◆ SET EXERCISE:
Reproduce every one of the lines below word for word, leaving the pictures out of your answer.

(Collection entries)
%%
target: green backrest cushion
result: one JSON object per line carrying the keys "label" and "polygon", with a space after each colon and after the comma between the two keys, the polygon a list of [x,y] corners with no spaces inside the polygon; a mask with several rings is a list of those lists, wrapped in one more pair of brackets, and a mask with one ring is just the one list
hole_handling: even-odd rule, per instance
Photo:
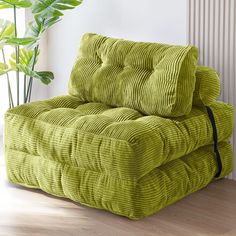
{"label": "green backrest cushion", "polygon": [[69,93],[82,101],[177,117],[192,107],[198,49],[87,33]]}
{"label": "green backrest cushion", "polygon": [[209,106],[220,96],[220,79],[213,68],[198,66],[193,105]]}

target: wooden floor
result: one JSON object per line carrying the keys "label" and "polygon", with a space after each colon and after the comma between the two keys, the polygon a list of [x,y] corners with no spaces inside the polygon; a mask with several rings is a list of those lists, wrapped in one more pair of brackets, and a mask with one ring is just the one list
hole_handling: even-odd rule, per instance
{"label": "wooden floor", "polygon": [[220,180],[141,221],[7,183],[0,167],[0,235],[236,236],[236,181]]}

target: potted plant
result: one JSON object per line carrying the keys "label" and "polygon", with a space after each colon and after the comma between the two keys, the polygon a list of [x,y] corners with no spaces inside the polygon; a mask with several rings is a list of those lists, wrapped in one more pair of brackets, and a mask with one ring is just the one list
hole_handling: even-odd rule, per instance
{"label": "potted plant", "polygon": [[[7,79],[9,108],[31,100],[32,85],[34,79],[39,79],[44,84],[49,84],[54,75],[50,71],[36,71],[35,65],[40,54],[39,42],[41,35],[55,23],[61,20],[64,10],[74,9],[82,0],[0,0],[0,10],[11,8],[14,22],[0,19],[0,76]],[[33,20],[27,24],[23,37],[18,35],[17,9],[29,8],[33,14]],[[9,60],[5,56],[5,46],[11,45],[13,52]],[[13,99],[13,91],[10,74],[16,73],[16,101]],[[20,84],[23,83],[23,91]],[[20,97],[23,97],[20,101]]]}

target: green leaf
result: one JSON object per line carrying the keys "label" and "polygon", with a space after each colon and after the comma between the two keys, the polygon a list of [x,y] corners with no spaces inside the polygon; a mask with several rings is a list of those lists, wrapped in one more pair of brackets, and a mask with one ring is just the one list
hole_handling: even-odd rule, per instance
{"label": "green leaf", "polygon": [[17,68],[19,69],[20,72],[23,72],[24,74],[30,77],[39,79],[44,84],[49,84],[54,79],[54,75],[50,71],[40,71],[40,72],[32,71],[29,66],[20,64],[17,65]]}
{"label": "green leaf", "polygon": [[3,48],[5,40],[14,36],[14,24],[9,20],[0,19],[0,49]]}
{"label": "green leaf", "polygon": [[13,8],[28,8],[31,7],[30,0],[0,0],[0,9]]}
{"label": "green leaf", "polygon": [[59,17],[43,18],[37,16],[29,23],[26,35],[38,38],[46,29],[57,23],[59,20]]}
{"label": "green leaf", "polygon": [[[37,63],[39,53],[40,51],[38,50],[36,58],[35,58],[35,64]],[[25,48],[21,48],[19,64],[29,66],[30,68],[32,68],[33,62],[34,62],[34,50],[26,50]],[[11,65],[13,70],[16,70],[16,53],[15,52],[11,54],[11,57],[9,59],[9,64]]]}
{"label": "green leaf", "polygon": [[0,62],[0,76],[6,74],[11,69],[8,67],[7,64]]}
{"label": "green leaf", "polygon": [[7,38],[5,40],[5,43],[6,44],[9,44],[9,45],[22,45],[22,46],[25,46],[25,45],[29,45],[29,44],[32,44],[32,43],[35,43],[38,39],[37,38],[32,38],[32,37],[26,37],[26,38]]}
{"label": "green leaf", "polygon": [[43,18],[63,16],[62,11],[74,9],[80,5],[82,0],[38,0],[32,6],[33,14]]}

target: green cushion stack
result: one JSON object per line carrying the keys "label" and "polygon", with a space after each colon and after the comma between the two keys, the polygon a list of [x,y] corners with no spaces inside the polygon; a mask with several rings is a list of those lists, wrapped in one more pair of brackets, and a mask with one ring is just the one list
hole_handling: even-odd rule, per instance
{"label": "green cushion stack", "polygon": [[[6,113],[11,183],[141,219],[223,178],[233,107],[197,49],[85,34],[69,95]],[[224,120],[222,120],[224,117]]]}

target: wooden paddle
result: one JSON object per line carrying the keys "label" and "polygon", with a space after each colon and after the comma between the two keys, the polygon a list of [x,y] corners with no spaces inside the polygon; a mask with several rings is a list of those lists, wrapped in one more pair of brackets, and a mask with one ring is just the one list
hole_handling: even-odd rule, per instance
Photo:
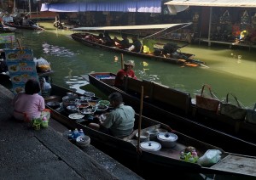
{"label": "wooden paddle", "polygon": [[121,53],[121,69],[124,69],[124,54]]}
{"label": "wooden paddle", "polygon": [[141,128],[142,128],[142,114],[143,114],[143,86],[142,86],[141,90],[141,99],[140,99],[140,114],[139,114],[139,124],[137,127],[137,152],[138,154],[142,153],[140,149],[140,138],[141,138]]}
%%
◆ EXERCISE RESULT:
target: green backrest cushion
result: one JSON object per line carrying the keys "label" and "polygon", with a space after each colon and after the comma between the two keys, the polygon a list of [x,y] corners with no spaces inside the polygon; a mask with several rings is a list of those lists, wrapped in one more pair of brackets, and a mask with one ring is just the one list
hole_handling: even-odd rule, per instance
Photo:
{"label": "green backrest cushion", "polygon": [[69,93],[82,101],[177,117],[192,107],[198,49],[87,33]]}
{"label": "green backrest cushion", "polygon": [[209,106],[220,96],[220,79],[213,68],[198,66],[193,105]]}

target: wooden floor
result: one JSON object per line carrying the keys "label" and "polygon", with a space after each colon and after the comma between the two keys, the polygon a list of [x,y] corners with no spaces inside the polygon; a mask with several rings is a list of those lists, wrapped in one more pair of brackets, and a mask with one ring is just the one list
hole_handling: even-odd rule, per instance
{"label": "wooden floor", "polygon": [[220,180],[141,221],[7,183],[0,167],[0,235],[236,236],[236,181]]}

target: potted plant
result: one JSON object per line carrying the keys "label" and "polygon", with a space after each colon and after the comma between the two keys, the polygon a list of [x,y] corners with no spaces inside the polygon; a mask with several rings is a list of those lists, wrapped in one more pair of brackets, and a mask with one ring is just the one list
hole_handling: even-odd rule, per instance
{"label": "potted plant", "polygon": [[[7,79],[9,108],[31,100],[32,85],[34,79],[39,79],[44,84],[49,84],[54,75],[50,71],[36,71],[35,65],[40,54],[39,42],[41,35],[55,23],[61,20],[64,10],[74,9],[82,0],[0,0],[0,10],[11,8],[14,22],[0,19],[0,76]],[[33,20],[27,24],[23,37],[18,35],[17,9],[29,8],[33,14]],[[9,60],[5,56],[5,46],[11,45],[13,52]],[[13,99],[13,91],[10,74],[16,73],[16,101]],[[20,84],[23,83],[23,91]],[[20,97],[23,97],[20,101]]]}

target: green leaf
result: one JSON object per line carrying the keys "label" and "polygon", with a space after each colon and after the comma between the two keys, the polygon a list of [x,y] corners with no spaces inside the polygon; a mask with several rings is a list of those lists, wrapped in one more pair of brackets, and a mask with one ring is just the one list
hole_handling: even-odd rule, per instance
{"label": "green leaf", "polygon": [[17,68],[19,69],[20,72],[23,72],[24,74],[30,77],[39,79],[44,84],[49,84],[54,79],[54,75],[50,71],[40,71],[40,72],[32,71],[29,66],[20,64],[17,65]]}
{"label": "green leaf", "polygon": [[3,48],[5,40],[14,36],[14,24],[9,20],[0,19],[0,49]]}
{"label": "green leaf", "polygon": [[13,8],[28,8],[31,7],[30,0],[0,0],[0,9]]}
{"label": "green leaf", "polygon": [[59,17],[43,18],[37,16],[29,23],[26,35],[38,38],[46,29],[57,23],[59,20]]}
{"label": "green leaf", "polygon": [[[37,63],[39,53],[40,51],[38,50],[36,58],[35,58],[35,64]],[[25,48],[21,48],[19,64],[29,66],[30,68],[32,68],[33,62],[34,62],[34,50],[26,50]],[[11,65],[13,70],[16,70],[16,53],[15,52],[11,54],[11,57],[9,59],[9,64]]]}
{"label": "green leaf", "polygon": [[0,62],[0,76],[6,74],[11,69],[8,67],[7,64]]}
{"label": "green leaf", "polygon": [[7,38],[5,40],[5,43],[6,44],[9,44],[9,45],[22,45],[22,46],[25,46],[25,45],[29,45],[29,44],[32,44],[32,43],[35,43],[38,39],[37,38],[32,38],[32,37],[26,37],[26,38]]}
{"label": "green leaf", "polygon": [[43,18],[63,16],[62,11],[74,9],[80,5],[82,0],[38,0],[32,6],[33,14]]}

target: green cushion stack
result: one JSON object per line carrying the keys "label" and "polygon", with a space after each colon and after the comma between the two keys, the polygon a list of [x,y] corners with no spaces inside the polygon; a mask with several rings is a list of those lists, wrapped in one more pair of brackets, and a mask with one ring is just the one list
hole_handling: even-odd rule, per instance
{"label": "green cushion stack", "polygon": [[[6,113],[11,183],[141,219],[223,178],[233,107],[197,49],[85,34],[69,95]],[[224,120],[222,120],[224,117]]]}

target: wooden paddle
result: one JSON object per line carrying the keys "label" and "polygon", with a space after each colon and after the comma between the two keys, the polygon a list of [x,y] corners with no spaces inside the polygon; a mask with several rings is a list of those lists, wrapped in one more pair of brackets, and a mask with one ring is just the one list
hole_handling: even-odd rule, per instance
Photo:
{"label": "wooden paddle", "polygon": [[121,53],[121,69],[124,69],[124,54]]}
{"label": "wooden paddle", "polygon": [[141,128],[142,128],[142,114],[143,114],[143,86],[142,86],[141,90],[141,99],[140,99],[140,114],[139,114],[139,124],[137,127],[137,152],[138,154],[142,153],[140,149],[140,138],[141,138]]}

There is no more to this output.